━━━━━ Given passage ━━━━━

High U.S. unemployment brought a surge in the incoming payments handled by SHPS, a benefits administrator in Louisville, Ky. Fortunately, the company had streamlined its systems with state-of-the-art banking products before the wave hit and was prepared to handle higher volumes and provide quick turnarounds to keep last-minute payers insured.
"The economic collapse did impact us," says Kevin Scarborough, vice president of finance at SHPS. "It brought us new clients and more volume from existing clients as more participants went on COBRA. We hated to see more people unemployed, but we welcomed the additional business.
"We were lucky that we had improved our operations, because that allowed us to take on more volume without increasing our costs substantially," Scarborough adds. "We made the changes to improve internal operations, but it turned out to give us a business advantage."
Recommended For You
SHPS contracts with corporations to manage health benefits for former employees covered under COBRA or retiree health programs. It collects approximately 60,000 premium payments a month from former employees and makes about 1,000 payments a month to the insurers that provide the coverage. That payment volume is up from 50,000 in January 2010, Scarborough reports. Annual revenue at privately held SHPS is "hundreds of millions of dollars," he says.

━━━━━

## Written problem A
Please list every figure the SHPS article gives for the number of payments handled each month.
The entries have no connection to the SHPS article.

━━━━━ Extracted information ━━━━━

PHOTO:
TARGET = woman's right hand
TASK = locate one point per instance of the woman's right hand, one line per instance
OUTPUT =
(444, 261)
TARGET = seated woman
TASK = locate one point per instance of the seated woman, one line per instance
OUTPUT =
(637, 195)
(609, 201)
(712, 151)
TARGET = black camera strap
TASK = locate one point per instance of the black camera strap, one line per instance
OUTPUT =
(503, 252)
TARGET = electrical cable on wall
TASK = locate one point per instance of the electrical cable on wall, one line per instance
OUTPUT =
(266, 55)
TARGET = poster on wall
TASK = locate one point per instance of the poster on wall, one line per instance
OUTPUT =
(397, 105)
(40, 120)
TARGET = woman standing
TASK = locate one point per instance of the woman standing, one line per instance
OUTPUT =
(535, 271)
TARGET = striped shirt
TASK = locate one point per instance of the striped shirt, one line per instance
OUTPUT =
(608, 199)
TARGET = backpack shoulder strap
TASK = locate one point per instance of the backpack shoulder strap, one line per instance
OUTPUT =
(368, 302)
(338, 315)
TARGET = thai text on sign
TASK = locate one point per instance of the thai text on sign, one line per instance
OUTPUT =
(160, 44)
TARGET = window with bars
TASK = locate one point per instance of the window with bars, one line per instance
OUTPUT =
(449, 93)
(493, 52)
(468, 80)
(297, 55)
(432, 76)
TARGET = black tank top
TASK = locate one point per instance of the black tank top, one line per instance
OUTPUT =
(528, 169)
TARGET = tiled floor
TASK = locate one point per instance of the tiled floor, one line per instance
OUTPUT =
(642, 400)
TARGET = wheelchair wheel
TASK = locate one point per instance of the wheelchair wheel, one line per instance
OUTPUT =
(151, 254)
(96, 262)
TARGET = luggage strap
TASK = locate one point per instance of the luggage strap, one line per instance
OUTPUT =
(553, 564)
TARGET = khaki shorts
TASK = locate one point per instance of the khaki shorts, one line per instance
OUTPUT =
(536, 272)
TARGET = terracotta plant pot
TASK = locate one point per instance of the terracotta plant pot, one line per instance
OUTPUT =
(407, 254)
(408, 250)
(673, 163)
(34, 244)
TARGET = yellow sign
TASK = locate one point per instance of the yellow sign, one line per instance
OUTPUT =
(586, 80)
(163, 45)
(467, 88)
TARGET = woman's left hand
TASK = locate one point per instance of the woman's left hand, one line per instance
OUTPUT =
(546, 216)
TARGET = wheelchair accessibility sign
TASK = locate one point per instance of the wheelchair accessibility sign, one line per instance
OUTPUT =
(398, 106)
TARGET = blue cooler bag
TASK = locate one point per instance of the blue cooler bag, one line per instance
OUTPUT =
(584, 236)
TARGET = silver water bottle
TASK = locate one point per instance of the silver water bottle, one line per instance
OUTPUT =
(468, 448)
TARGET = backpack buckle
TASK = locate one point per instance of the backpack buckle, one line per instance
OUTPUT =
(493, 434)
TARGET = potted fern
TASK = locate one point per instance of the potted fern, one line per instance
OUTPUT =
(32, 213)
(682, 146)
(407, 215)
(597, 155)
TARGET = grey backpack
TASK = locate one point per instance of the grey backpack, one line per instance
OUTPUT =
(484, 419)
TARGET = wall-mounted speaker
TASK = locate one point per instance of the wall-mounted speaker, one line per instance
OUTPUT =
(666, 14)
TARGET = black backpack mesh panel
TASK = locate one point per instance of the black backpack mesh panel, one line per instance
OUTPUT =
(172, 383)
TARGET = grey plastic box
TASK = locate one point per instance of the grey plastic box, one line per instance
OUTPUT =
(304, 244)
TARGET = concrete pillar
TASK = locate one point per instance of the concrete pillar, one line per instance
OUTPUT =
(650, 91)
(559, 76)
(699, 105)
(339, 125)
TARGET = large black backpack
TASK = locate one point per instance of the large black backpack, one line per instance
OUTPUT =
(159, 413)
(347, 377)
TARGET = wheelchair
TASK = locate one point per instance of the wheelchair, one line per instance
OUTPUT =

━━━━━

## Written problem B
Tally the lines in the entries that contain the string "cooler", and give only that number.

## Task answer A
- About 60,000 premium payments a month collected from former employees
- About 1,000 payments a month made to insurers
- 50,000 in January 2010

## Task answer B
2